### Problem
Count how many of the lines below contain the string "stem" with matching case, and reply with that number alone.

-=-=-

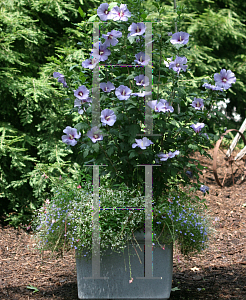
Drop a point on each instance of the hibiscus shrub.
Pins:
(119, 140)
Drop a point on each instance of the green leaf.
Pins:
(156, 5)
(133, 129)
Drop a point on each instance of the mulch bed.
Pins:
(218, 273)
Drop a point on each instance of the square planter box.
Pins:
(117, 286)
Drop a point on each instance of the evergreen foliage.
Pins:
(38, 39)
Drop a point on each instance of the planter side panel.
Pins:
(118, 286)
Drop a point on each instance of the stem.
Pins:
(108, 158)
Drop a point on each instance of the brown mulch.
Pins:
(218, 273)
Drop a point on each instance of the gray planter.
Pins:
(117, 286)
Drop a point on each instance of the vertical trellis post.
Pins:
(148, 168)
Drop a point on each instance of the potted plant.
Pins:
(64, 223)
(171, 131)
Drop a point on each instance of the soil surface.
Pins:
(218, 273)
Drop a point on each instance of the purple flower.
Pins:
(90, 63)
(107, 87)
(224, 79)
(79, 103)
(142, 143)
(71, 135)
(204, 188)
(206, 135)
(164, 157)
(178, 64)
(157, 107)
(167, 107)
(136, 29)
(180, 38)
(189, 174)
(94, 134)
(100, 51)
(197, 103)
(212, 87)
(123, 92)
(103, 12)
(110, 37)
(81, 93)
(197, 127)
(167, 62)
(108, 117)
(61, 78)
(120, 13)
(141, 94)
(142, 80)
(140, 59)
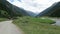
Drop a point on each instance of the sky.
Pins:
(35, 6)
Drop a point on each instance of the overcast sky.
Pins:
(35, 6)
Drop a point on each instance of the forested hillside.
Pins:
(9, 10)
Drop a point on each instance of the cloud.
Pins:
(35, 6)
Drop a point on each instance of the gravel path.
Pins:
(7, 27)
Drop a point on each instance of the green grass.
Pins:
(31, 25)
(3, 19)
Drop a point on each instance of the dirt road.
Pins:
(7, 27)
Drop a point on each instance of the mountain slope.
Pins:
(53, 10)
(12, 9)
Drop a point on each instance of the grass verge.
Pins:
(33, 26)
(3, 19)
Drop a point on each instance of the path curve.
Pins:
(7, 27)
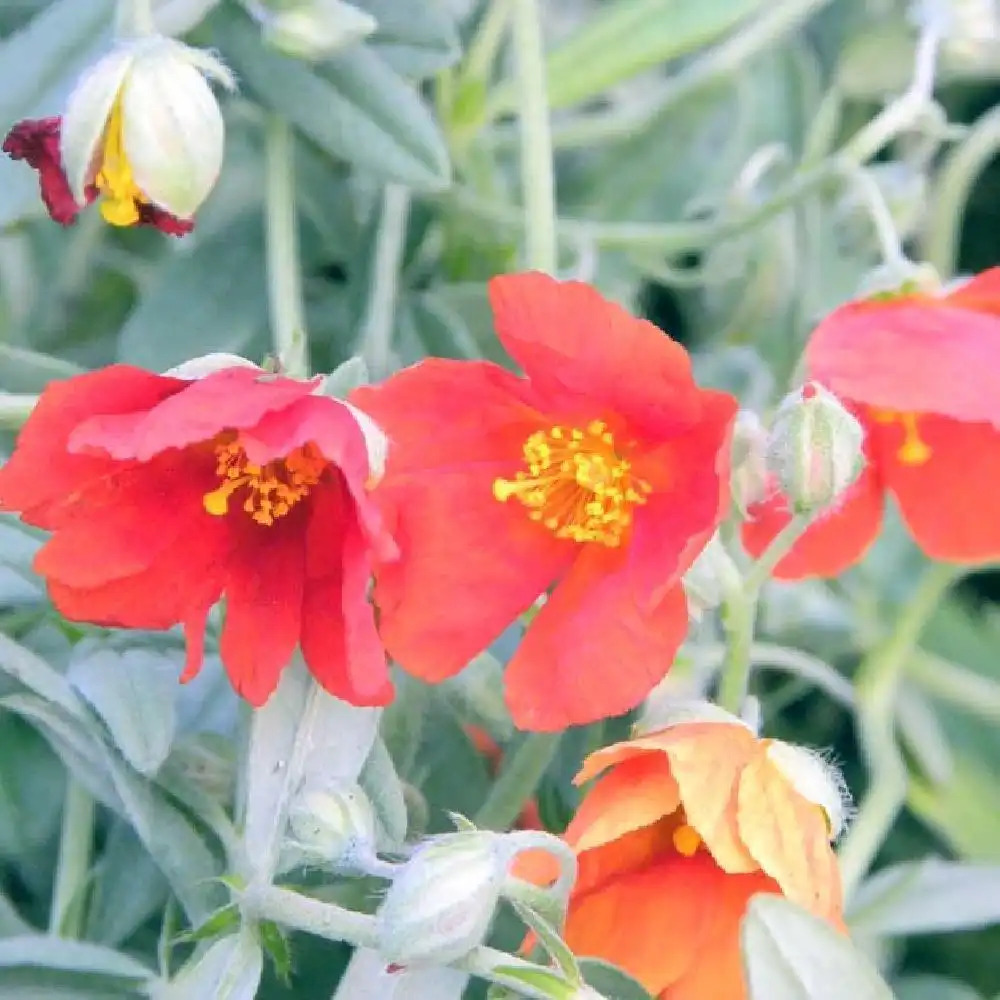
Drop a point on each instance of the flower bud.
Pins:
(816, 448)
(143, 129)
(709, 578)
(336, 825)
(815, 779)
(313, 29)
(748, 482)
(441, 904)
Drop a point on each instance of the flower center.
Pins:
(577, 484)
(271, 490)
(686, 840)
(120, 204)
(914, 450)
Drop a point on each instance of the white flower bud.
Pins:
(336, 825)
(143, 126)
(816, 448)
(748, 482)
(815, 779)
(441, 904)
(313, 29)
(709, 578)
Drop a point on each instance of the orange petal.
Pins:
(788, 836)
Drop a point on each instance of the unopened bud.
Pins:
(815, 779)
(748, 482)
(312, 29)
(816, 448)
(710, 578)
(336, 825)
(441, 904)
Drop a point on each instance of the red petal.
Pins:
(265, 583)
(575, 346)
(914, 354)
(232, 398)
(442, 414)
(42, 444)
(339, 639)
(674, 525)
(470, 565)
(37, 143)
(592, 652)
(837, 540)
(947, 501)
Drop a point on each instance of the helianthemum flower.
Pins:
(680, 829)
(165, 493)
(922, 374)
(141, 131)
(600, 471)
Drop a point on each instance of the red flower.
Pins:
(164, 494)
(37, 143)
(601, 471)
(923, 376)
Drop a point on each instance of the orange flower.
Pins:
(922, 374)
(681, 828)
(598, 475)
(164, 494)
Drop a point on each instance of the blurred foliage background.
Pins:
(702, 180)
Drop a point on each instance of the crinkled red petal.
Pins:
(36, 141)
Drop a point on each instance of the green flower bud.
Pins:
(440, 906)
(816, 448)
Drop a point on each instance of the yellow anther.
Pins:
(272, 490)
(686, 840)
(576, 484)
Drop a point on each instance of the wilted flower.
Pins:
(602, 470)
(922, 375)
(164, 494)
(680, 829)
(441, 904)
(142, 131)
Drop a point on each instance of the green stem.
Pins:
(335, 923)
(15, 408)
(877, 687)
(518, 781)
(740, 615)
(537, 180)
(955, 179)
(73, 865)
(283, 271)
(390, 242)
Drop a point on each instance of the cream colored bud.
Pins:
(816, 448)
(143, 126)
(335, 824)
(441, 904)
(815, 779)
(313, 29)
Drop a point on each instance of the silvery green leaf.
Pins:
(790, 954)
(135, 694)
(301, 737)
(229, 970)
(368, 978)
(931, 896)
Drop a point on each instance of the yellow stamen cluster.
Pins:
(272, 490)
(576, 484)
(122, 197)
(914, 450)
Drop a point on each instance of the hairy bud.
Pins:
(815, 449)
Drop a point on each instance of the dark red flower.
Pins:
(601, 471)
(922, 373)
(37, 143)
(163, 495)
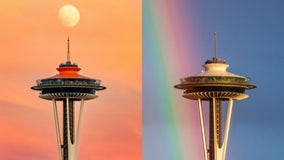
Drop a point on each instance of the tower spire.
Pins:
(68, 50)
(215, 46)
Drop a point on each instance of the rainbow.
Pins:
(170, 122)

-=-=-

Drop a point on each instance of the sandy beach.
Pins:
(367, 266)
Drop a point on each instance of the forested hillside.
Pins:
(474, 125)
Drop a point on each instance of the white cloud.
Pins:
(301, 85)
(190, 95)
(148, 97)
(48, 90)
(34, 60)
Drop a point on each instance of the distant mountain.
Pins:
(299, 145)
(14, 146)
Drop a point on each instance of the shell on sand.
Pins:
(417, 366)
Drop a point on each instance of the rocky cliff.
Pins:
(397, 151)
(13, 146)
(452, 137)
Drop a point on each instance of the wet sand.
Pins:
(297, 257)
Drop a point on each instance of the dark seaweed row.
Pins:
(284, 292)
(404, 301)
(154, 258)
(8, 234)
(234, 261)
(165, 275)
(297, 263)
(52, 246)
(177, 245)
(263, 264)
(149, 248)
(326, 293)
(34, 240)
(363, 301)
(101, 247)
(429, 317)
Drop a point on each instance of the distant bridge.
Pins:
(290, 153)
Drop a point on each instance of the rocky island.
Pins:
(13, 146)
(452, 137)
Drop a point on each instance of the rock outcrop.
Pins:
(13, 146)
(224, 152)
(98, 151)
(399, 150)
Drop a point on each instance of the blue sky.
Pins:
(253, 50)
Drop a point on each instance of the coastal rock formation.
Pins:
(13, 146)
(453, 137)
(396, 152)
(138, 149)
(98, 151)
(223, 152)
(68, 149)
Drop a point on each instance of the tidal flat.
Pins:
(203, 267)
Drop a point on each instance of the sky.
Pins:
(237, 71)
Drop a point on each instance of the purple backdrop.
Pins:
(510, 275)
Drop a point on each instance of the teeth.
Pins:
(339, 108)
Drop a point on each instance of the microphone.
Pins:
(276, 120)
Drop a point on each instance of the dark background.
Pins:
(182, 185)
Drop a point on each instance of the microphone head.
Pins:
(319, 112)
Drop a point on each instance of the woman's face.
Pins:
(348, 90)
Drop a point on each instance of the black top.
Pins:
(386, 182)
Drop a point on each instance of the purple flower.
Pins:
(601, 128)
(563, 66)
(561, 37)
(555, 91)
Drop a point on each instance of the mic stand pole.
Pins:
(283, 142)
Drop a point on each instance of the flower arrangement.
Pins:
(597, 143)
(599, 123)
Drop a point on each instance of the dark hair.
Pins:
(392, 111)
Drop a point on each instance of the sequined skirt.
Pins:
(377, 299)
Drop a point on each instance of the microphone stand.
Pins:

-=-=-

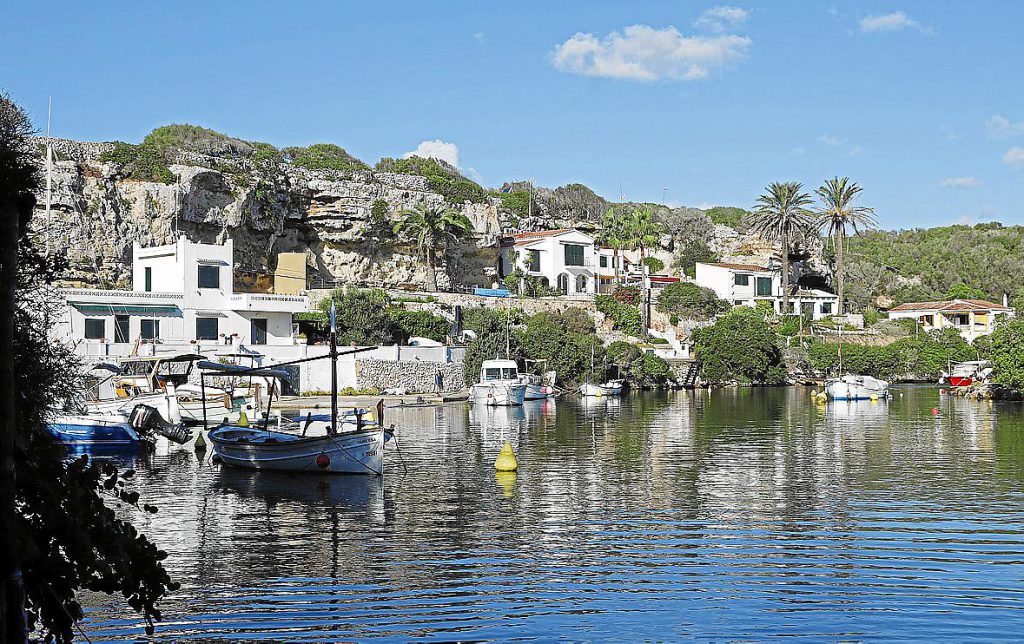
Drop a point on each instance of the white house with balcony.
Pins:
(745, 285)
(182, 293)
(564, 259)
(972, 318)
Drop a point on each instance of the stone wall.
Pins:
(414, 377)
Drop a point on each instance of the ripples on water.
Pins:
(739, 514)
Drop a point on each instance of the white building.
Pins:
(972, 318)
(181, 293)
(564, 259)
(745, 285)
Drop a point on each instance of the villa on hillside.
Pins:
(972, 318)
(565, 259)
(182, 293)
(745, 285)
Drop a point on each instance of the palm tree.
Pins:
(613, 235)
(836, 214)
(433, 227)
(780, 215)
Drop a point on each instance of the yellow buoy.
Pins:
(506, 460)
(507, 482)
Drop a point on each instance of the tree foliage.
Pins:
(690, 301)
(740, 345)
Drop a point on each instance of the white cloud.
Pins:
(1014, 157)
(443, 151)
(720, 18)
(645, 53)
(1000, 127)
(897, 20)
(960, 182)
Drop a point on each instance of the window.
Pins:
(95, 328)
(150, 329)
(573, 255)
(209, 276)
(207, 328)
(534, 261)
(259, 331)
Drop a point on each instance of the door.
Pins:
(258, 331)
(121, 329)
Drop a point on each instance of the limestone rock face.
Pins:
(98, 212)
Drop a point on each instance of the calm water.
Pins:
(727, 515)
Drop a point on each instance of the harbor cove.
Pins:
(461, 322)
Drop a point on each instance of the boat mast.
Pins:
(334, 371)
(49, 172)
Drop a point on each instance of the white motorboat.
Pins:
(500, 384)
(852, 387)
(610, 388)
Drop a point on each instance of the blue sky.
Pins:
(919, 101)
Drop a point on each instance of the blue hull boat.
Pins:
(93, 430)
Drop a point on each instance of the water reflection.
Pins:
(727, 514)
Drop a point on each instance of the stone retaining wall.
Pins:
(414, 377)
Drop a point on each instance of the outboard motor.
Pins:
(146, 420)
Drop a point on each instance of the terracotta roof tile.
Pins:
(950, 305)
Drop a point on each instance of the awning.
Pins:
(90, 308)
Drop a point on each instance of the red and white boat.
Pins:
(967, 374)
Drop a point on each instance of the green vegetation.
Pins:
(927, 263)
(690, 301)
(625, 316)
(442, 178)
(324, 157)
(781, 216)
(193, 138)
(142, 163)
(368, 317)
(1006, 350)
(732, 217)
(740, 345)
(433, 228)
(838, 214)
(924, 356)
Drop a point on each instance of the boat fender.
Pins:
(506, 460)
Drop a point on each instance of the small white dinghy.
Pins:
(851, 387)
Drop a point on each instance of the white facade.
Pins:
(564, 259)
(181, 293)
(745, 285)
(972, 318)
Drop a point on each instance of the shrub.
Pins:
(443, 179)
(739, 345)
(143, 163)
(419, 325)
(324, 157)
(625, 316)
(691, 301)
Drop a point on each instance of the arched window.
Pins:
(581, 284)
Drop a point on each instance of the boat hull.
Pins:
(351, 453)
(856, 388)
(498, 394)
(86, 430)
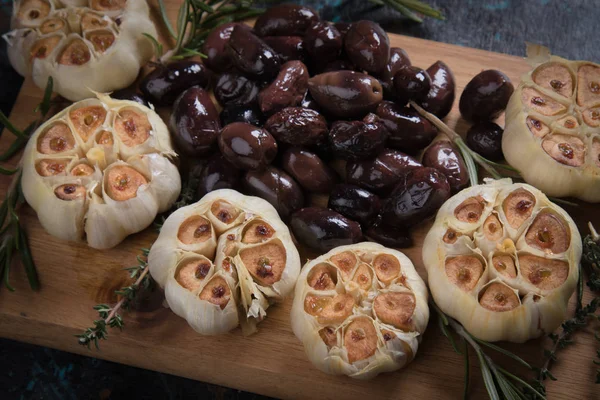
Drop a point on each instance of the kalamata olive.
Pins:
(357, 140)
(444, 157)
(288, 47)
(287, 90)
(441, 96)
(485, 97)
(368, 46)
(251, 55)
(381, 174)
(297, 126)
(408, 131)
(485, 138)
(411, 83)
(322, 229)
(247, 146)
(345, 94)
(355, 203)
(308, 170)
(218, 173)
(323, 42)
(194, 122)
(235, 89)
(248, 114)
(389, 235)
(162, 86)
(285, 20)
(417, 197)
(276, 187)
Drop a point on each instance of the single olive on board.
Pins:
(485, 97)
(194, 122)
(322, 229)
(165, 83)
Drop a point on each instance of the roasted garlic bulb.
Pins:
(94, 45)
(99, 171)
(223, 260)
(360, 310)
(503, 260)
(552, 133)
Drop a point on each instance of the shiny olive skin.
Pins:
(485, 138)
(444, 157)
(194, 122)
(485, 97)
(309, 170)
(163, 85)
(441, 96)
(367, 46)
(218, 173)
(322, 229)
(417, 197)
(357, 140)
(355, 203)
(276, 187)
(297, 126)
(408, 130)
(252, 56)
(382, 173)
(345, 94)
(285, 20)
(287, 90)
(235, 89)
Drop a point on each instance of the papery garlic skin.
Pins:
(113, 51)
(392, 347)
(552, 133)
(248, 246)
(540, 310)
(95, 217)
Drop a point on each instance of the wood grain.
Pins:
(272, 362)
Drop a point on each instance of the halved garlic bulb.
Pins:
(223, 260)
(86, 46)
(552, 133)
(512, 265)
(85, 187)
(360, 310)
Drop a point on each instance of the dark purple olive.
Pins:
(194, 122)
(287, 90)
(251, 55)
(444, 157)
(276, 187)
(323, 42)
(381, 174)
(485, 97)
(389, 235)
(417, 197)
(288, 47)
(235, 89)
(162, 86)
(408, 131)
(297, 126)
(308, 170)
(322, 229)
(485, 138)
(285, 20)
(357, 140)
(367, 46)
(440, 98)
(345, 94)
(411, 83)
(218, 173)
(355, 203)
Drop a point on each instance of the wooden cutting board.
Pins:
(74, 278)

-=-=-

### Output below
2